Text passage:
┌──

David Cuevas takes a look at ‘Fortune Favors Lady Nikuko', as part of FilmHounds' ongoing Fantasia Festival coverage.
After a major splash on the festival circuit with his bizarre existential fantasy Children of the Sea, renowned Anime superstar Ayumu Watanabe returns to Studio 4°C with another round of coming-of-age hijinks with Fortune Favors Lady Nikuko. Instead of gargantuan set-pieces and a soaring Joe Hisaishi score, his latest relies purely on the domestic; a small-town drama set with various lively visuals and a kinetic lead-perspective. In general, Watanabe's love letter to motherhood seemed sound on paper — with the exception of one major issue.
This issue being the film's constant reliance on fat-phobia and the questionable portrayal of its titular character; a film that reiterates the same crude punchline and gag for redundant effect. Lady Nikuko is portrayed as a bumbling fool; constantly gobbling food and clumsily causing multiple waves of second-hand embarrassment for the surrounding supporting cast. It's the same perpetrated outdated stereotype, only this time around somewhat less damaging with its earnest characterisation regarding Nikuko's unfortunate past. Yet even with its occasional moments of depth being shared with her toxic past-relationships and monetary downfalls, Watanabe supposedly “comedic” portrayal of Nikuko and her subsequent hijinks merely reiterate the same aforementioned distasteful tropes.

└──

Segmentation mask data

┌──

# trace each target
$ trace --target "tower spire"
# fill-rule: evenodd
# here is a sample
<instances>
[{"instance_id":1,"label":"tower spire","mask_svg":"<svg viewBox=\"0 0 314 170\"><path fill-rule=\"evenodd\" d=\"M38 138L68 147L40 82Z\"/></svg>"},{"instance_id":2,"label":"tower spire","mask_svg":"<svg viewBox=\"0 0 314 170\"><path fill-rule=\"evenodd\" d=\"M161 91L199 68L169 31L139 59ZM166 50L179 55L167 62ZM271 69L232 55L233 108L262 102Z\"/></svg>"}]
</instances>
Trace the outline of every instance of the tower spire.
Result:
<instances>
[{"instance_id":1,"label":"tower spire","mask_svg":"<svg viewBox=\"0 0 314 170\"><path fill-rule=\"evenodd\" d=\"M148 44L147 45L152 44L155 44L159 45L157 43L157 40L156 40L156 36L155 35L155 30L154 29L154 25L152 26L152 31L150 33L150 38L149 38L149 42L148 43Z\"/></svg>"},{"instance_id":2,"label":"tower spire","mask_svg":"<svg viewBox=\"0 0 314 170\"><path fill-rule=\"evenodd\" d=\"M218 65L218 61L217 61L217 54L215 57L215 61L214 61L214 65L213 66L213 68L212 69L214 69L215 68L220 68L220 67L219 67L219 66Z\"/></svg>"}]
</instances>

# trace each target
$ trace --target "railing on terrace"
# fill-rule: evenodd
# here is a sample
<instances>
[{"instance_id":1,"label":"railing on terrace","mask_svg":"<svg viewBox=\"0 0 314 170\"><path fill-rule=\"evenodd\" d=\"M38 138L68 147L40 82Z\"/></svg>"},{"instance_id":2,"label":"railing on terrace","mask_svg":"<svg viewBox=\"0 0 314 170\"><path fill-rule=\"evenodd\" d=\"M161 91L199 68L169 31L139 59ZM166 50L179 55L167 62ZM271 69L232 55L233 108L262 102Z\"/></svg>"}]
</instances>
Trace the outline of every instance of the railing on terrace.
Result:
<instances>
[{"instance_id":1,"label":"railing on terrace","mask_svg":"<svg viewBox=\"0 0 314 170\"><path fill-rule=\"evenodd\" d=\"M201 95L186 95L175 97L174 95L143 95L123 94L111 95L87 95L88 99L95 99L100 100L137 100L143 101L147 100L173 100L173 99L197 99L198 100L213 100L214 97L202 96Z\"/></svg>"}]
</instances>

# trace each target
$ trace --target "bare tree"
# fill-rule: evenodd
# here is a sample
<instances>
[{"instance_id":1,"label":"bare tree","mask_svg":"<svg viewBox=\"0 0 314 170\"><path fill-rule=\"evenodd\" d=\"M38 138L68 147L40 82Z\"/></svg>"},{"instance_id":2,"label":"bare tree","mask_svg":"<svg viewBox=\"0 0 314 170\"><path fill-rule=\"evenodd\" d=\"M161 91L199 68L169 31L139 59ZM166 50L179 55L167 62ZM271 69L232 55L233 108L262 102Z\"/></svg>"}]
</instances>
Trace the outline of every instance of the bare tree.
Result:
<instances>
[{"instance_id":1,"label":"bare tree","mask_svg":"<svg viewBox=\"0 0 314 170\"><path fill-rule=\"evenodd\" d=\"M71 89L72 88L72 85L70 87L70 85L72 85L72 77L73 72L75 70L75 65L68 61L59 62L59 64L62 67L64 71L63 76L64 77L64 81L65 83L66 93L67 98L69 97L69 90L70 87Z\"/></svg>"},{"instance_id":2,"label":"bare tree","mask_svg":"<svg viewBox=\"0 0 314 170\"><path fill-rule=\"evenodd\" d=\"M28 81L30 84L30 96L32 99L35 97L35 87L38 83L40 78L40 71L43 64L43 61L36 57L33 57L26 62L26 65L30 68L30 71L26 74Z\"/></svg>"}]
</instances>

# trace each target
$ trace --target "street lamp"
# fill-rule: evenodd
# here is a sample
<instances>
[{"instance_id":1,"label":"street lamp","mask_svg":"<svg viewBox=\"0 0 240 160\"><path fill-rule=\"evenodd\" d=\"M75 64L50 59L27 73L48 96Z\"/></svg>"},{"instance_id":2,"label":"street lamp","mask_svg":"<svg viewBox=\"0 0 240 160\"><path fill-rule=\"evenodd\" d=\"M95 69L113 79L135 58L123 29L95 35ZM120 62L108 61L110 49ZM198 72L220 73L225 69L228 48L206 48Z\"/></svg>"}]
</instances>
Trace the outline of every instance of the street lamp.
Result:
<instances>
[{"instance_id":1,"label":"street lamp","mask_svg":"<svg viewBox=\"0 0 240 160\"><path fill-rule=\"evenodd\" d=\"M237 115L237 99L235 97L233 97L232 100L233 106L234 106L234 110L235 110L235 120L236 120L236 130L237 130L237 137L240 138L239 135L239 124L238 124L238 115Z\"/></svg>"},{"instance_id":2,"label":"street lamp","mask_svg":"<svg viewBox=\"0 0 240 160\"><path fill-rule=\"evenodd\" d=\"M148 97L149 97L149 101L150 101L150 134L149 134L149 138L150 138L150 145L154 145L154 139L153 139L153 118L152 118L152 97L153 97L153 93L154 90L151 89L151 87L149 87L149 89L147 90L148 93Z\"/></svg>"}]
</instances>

└──
┌──

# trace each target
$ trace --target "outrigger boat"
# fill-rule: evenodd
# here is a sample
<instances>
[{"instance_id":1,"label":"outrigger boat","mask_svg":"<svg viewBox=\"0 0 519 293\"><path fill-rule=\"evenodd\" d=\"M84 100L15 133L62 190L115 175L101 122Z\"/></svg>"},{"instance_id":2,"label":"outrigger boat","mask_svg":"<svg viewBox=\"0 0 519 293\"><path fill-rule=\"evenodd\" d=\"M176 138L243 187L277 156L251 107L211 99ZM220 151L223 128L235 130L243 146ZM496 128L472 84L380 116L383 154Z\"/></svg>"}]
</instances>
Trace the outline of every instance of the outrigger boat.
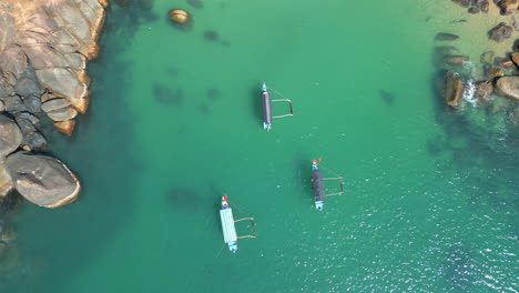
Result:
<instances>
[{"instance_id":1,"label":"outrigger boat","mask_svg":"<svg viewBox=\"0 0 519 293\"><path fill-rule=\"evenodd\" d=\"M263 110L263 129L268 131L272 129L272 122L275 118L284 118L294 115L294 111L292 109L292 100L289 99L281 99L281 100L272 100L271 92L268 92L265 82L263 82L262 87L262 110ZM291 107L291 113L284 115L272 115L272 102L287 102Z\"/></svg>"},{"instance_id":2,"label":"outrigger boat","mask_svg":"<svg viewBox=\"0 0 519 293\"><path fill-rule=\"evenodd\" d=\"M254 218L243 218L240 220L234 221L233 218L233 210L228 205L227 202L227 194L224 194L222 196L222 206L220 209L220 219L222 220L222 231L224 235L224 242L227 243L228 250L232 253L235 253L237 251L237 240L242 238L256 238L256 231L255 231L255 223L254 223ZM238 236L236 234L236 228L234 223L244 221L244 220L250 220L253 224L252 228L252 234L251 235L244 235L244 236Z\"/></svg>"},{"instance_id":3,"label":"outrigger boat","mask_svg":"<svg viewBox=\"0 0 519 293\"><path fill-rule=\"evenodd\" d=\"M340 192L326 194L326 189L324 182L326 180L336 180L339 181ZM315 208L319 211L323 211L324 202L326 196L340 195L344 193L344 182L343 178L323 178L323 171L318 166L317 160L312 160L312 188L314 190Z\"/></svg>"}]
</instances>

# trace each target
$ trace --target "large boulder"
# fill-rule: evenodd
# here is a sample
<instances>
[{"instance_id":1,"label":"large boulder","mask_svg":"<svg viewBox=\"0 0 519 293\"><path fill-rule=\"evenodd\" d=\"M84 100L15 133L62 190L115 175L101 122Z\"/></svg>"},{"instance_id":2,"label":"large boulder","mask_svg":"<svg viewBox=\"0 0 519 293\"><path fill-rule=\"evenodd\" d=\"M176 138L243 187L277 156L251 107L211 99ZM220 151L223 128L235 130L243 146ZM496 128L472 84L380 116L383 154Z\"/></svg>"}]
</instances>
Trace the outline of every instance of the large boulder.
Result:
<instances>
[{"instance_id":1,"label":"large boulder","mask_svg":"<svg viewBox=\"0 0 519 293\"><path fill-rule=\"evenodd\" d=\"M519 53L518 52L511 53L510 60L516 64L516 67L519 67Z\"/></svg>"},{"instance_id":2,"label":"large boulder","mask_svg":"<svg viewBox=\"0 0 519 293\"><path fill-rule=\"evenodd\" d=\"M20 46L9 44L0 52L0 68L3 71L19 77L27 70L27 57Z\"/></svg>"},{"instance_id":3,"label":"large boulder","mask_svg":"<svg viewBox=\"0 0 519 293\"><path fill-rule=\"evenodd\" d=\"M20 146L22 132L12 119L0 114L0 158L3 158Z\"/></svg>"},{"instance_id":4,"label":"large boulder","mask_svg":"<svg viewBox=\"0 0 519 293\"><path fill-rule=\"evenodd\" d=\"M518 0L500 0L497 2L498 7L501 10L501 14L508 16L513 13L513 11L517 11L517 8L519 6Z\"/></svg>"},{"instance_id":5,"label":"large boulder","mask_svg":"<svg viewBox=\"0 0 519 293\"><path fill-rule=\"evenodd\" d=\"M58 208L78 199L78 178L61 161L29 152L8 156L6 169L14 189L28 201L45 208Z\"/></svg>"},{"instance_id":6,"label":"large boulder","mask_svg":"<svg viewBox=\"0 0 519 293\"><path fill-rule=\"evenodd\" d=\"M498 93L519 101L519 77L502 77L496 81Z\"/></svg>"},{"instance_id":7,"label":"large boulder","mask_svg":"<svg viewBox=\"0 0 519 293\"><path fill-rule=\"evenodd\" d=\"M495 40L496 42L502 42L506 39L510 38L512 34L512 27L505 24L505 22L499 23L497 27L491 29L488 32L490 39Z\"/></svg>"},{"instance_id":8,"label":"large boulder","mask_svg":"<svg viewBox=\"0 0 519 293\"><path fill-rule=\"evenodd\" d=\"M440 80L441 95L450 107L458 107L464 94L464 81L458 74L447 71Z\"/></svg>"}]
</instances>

└──
┌──

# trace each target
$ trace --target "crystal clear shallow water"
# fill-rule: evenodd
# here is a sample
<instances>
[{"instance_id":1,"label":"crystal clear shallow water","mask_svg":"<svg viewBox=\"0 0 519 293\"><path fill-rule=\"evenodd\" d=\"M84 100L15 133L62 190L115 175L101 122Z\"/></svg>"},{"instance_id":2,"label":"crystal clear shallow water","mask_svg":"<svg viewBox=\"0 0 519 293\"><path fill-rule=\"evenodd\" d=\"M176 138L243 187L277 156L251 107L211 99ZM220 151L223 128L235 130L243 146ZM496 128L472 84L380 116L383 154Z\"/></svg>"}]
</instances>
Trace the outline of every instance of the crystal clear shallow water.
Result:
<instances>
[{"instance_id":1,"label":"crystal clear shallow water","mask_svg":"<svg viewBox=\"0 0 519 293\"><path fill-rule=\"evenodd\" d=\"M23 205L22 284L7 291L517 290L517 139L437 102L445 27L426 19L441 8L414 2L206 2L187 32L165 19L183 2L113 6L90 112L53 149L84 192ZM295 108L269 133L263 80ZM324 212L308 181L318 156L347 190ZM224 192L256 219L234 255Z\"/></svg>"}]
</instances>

└──

Requirement A: Reproduce the Lady Nikuko review between "David Cuevas takes" and "one major issue.", inclusive, swapping "coming-of-age" for "growing-up".
Requirement B:
Answer these from the Lady Nikuko review:
(i) Which festival's coverage is the review part of?
(ii) Whose score does the review say Watanabe's latest film does without?
(iii) Which two aspects of Nikuko's past are named as occasional moments of depth?
Requirement C: Extend the review of Fortune Favors Lady Nikuko beyond its final sentence.
None of the segmentation mask lines matter here.

Answer area A:
David Cuevas takes a look at ‘Fortune Favors Lady Nikuko', as part of FilmHounds' ongoing Fantasia Festival coverage.
After a major splash on the festival circuit with his bizarre existential fantasy Children of the Sea, renowned Anime superstar Ayumu Watanabe returns to Studio 4°C with another round of growing-up hijinks with Fortune Favors Lady Nikuko. Instead of gargantuan set-pieces and a soaring Joe Hisaishi score, his latest relies purely on the domestic; a small-town drama set with various lively visuals and a kinetic lead-perspective. In general, Watanabe's love letter to motherhood seemed sound on paper — with the exception of one major issue.

Answer area B:
(i) The Fantasia Festival.
(ii) Joe Hisaishi's.
(iii) Her toxic past-relationships and her monetary downfalls.

Answer area C:
Even on a structural level, Fortune Favors Lady Nikuko often fails to compel, due to its impressive commitment in portraying the free-spirited adolescent perspective of its own tween-protagonist. A homicidal penguin, a boy with a strange talent at morphing bizarre facial expressions, and a jealous basketball team on the verge of separation are but a few derivative subplots that continuously drag the film's pace and focus. Ultimately, the big sell of Fortune Favors Lady Nikuko is the film's titular character; who once again is butchered by the clutch of uncomfortable profiling. Where there could have been a body-positive message at the core of Watanabe's latest, his screenplay unfortunately resembles the same amount of consideration and professionalism of a Fat Albert reboot.
There's no denying that every single Wantabe production looks visually stunning. By creating an endearing portrait of the mundane with its beautifully-drawn 2D animation, the adjacent visual homages to other anime-features such as My Neighbor Totoro also demonstrate the animation team's clear level of appreciation, dedication, and respect towards their craft. Yet that's no excuse for sloppy screenwriting; especially a manuscript that could prove harmful and reductive in the face of its well-intentioned narrative. What is left of Fortune Favors Lady Nikuko is a lamentable aftertaste, a film that should have and could have easily overcome its own temptations & leniency towards the problematic.